(Spatial localization data)
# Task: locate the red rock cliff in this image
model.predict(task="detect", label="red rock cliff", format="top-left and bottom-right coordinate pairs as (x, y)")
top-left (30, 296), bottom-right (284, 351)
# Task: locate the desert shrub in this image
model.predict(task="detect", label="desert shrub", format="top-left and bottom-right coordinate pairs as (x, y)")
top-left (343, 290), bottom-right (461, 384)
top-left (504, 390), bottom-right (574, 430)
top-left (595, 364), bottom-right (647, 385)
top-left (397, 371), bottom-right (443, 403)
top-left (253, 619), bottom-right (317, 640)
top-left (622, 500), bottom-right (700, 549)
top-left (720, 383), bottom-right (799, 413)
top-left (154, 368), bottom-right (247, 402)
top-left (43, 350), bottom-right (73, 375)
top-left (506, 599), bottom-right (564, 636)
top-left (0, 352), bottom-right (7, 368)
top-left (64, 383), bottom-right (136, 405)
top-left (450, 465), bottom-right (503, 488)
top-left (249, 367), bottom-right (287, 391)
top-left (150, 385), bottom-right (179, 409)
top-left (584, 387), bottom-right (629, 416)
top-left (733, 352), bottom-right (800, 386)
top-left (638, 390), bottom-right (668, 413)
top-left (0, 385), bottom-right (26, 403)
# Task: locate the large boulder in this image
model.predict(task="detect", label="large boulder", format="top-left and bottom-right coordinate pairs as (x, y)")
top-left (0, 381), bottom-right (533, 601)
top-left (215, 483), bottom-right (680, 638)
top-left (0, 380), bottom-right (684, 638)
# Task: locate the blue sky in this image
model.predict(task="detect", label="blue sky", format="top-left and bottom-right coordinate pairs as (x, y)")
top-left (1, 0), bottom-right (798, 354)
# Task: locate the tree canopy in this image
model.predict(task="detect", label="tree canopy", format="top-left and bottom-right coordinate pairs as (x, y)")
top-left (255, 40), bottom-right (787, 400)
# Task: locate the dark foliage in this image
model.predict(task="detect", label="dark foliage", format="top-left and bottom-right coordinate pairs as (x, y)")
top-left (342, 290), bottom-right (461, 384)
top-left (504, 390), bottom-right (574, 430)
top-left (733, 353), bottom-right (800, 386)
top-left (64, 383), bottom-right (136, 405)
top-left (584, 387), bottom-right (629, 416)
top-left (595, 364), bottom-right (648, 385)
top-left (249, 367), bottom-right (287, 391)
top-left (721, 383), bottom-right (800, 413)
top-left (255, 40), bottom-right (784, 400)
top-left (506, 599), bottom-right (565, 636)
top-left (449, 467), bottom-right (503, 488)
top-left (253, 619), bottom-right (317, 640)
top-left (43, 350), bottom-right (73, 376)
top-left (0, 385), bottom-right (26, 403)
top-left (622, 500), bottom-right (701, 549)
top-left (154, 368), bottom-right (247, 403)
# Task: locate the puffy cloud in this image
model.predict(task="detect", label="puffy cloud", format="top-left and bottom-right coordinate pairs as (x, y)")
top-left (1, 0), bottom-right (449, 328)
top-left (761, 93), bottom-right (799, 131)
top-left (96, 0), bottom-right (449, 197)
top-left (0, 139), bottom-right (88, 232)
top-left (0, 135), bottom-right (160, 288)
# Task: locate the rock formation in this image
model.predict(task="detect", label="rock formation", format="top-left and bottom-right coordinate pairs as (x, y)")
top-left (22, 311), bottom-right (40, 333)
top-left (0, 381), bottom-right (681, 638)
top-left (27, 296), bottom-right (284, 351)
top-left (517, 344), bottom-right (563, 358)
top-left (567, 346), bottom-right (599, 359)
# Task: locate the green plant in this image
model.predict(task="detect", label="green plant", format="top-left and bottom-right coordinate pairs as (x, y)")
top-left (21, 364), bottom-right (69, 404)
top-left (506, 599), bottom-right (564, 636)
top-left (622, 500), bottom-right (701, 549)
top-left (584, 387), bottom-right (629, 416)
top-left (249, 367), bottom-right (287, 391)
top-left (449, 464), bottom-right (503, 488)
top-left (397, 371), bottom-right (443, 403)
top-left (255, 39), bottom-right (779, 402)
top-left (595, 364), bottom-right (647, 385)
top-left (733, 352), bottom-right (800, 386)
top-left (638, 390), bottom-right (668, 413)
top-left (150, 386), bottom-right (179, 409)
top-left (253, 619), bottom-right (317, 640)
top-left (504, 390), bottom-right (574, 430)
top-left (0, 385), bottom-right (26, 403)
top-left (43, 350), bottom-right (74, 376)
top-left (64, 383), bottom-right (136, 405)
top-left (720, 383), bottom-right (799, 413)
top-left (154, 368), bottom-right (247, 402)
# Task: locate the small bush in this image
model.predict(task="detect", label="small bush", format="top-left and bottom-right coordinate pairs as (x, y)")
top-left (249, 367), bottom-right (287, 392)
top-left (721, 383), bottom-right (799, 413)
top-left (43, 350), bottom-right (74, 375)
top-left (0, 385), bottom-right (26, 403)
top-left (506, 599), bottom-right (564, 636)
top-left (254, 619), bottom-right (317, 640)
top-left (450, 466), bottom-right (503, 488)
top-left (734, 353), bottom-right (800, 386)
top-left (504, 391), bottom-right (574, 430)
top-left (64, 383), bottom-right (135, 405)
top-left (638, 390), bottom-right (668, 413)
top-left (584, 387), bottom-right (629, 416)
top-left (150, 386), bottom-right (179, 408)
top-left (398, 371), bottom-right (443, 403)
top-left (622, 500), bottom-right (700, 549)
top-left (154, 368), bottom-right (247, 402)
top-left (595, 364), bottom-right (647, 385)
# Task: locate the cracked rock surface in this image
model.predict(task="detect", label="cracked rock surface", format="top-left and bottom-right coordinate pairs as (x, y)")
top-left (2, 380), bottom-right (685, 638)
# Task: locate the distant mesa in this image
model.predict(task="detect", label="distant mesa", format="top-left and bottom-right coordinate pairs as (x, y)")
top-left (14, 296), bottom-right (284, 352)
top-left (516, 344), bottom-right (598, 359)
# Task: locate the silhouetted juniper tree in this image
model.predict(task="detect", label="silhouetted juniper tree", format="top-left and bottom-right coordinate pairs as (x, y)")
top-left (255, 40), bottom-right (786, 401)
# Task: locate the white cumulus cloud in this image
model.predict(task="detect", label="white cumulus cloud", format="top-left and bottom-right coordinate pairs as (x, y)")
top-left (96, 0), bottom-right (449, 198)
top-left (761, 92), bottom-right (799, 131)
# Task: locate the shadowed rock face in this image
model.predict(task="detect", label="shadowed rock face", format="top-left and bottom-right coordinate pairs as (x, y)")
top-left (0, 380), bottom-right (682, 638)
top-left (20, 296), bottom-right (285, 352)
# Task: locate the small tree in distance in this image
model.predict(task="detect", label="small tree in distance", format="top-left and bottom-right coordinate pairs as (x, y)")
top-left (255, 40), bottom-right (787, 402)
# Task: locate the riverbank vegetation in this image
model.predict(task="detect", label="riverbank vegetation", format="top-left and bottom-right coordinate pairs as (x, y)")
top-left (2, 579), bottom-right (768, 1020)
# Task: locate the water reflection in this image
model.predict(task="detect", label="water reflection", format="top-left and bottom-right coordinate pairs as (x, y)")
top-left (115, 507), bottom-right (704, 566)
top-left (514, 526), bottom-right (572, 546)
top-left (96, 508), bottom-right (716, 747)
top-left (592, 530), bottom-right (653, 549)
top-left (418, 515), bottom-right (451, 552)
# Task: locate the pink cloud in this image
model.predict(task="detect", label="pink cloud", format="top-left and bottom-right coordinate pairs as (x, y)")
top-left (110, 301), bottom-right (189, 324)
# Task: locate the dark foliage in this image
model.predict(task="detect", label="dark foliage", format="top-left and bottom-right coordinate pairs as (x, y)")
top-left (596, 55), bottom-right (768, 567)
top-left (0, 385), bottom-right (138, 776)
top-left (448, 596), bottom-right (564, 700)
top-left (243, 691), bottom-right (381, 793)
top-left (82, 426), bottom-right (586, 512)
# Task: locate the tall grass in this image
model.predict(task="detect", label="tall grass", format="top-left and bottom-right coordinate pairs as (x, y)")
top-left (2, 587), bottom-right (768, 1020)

Work to complete
Only the lines above from the one with "# Task: locate the shadowed" up to and including the one with "# Task: locate the small tree" should be repeated, exactly as written.

Problem solution
# Task: locate the shadowed rock face in this image
model.predict(task="detect", label="shadowed rock face", format="top-left and bottom-right coordinate pairs as (x, y)")
top-left (0, 380), bottom-right (682, 638)
top-left (20, 296), bottom-right (285, 352)
# Task: locate the small tree in distance in this image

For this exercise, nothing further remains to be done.